**Task 1:**
Arrange the lines of the location identification listing as a numbered list, leaving out blank lines and omitting the pictures.

**Selected extract:**
• • • • • • •

Let us know how you get on with the dealer. I agree with all you say about the sale of goods act but that is mainly about new items. A car with over 100,000 miles on the would not be expected to come anywhere near the standard of a new car. As you say at first it seemed fine, no warning lights and it ran well. Did you at least check the oil & water before you bought it? From what you say the dealer is not just refusing to do anything about it so give him a chance. I still think this looks like one of the cases where it was a sudden problem that had not shown up before hand. If it any comfort I know a case where a brand new car blew the engine up 35 miles from the showroom door an hour after the owner had paid for it. Then another time a friend bought a brand new car , drove out of the show room and stopped at the traffic lights 50 yds down the road, the car behind ran straight into the back of him and wrote the car off.
Maybe I can help explain what the head gasket is and what it does that might help a bit.

The engine is made in two parts and they are bolted together. The Top part is called the 'head' and the bottom part the 'block'

To keep a good seal between the two parts there is a thin layer called the 'head gasket'

like this:

The engine has coolant (water) and oil running through it and so the head gasket needs holes so the coolant and oil can get past it into the top of the engine.

When he head gasket fails coolant and/or oil gets into the combustion chambers.

This happens when the car gets old and worn and not refreshing the coolant or just using water rather than proper coolant mix can make this happen sooner.

• • • • • • •

Location identification listing
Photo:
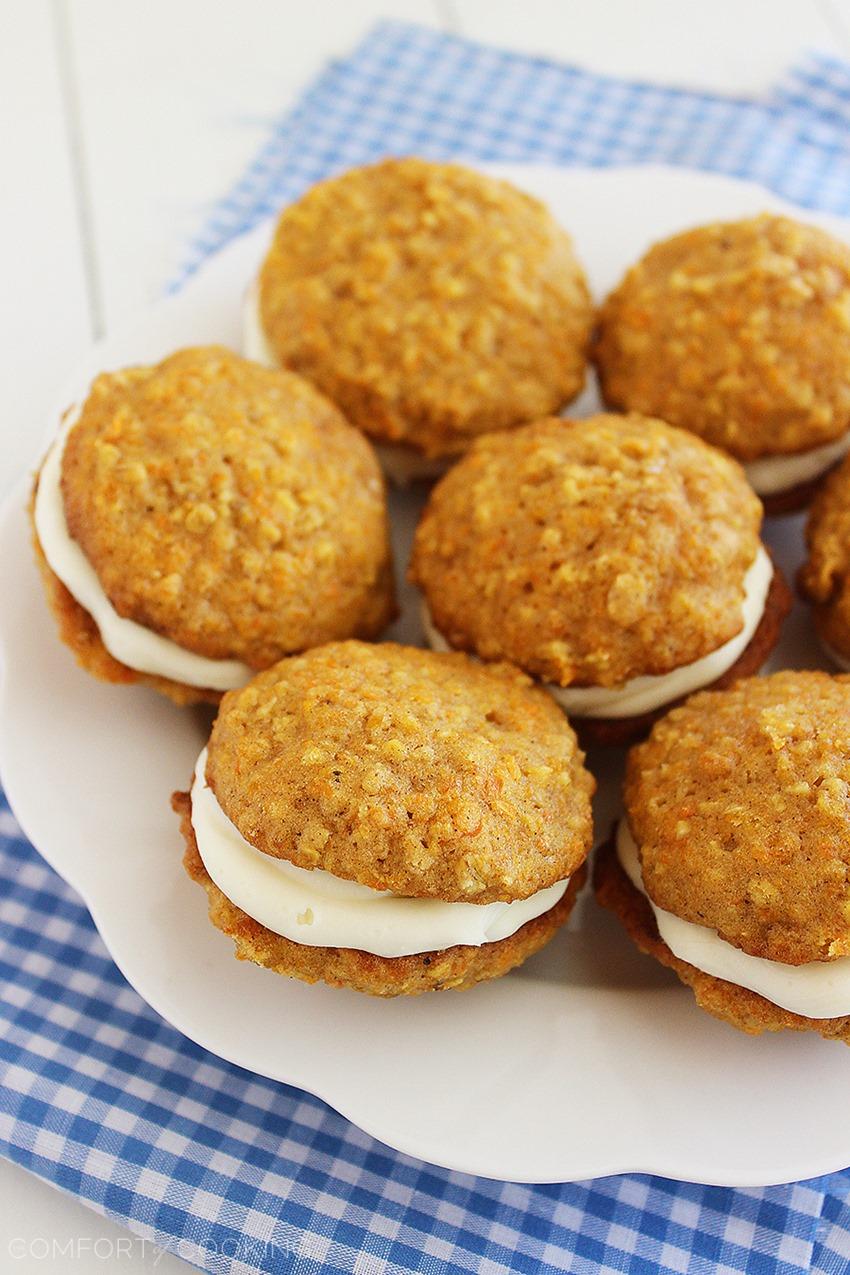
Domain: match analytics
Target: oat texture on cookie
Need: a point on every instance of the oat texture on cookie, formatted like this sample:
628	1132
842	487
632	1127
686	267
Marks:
738	330
430	301
428	775
739	803
228	508
591	551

• • • • • • •

**Task 2:**
Reproduce the passage on the used car and its head gasket word for word, from "The engine has" to "the combustion chambers.".

**Complete response 1:**
1. Photo:
2. Domain: match analytics
3. Target: oat texture on cookie
4. Need: a point on every instance of the oat texture on cookie, formatted like this sample:
5. 628	1132
6. 842	487
7. 632	1127
8. 686	267
9. Marks:
10. 738	330
11. 430	301
12. 428	775
13. 739	803
14. 228	508
15. 591	551

**Complete response 2:**
The engine has coolant (water) and oil running through it and so the head gasket needs holes so the coolant and oil can get past it into the top of the engine.

When he head gasket fails coolant and/or oil gets into the combustion chambers.